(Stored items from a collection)
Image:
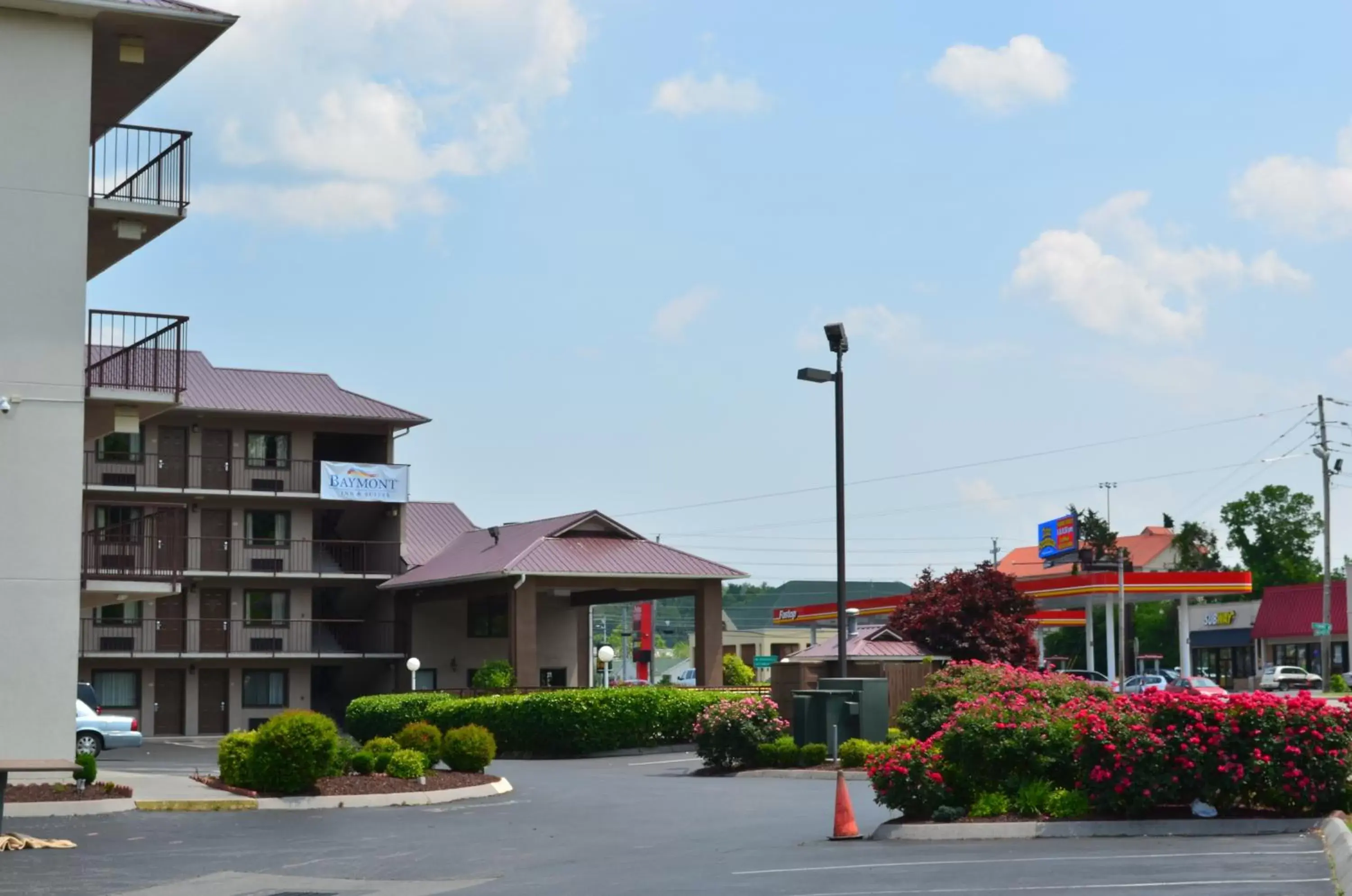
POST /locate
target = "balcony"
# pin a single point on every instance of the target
(244, 638)
(141, 552)
(138, 190)
(198, 473)
(136, 368)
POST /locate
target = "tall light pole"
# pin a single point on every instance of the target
(840, 345)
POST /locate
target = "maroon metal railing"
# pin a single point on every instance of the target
(199, 473)
(252, 637)
(148, 548)
(133, 351)
(144, 165)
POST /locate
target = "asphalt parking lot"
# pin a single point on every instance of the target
(599, 827)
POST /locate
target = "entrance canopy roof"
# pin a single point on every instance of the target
(1078, 590)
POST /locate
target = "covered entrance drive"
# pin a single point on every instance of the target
(521, 592)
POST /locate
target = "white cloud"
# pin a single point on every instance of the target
(1300, 195)
(1114, 275)
(687, 95)
(681, 313)
(378, 102)
(1005, 79)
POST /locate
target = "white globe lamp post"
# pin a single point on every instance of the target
(606, 653)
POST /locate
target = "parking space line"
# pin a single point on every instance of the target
(1047, 888)
(1028, 859)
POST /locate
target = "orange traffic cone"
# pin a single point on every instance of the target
(845, 826)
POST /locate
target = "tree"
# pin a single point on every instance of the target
(1274, 530)
(968, 614)
(1196, 549)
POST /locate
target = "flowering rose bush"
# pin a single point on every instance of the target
(909, 779)
(728, 733)
(929, 707)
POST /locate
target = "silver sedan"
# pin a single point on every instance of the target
(98, 733)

**Activity:** Among the lines above, return those that hold the word "entrance".

**Reply:**
target = "entrance canopy roof"
target = "covered entrance drive"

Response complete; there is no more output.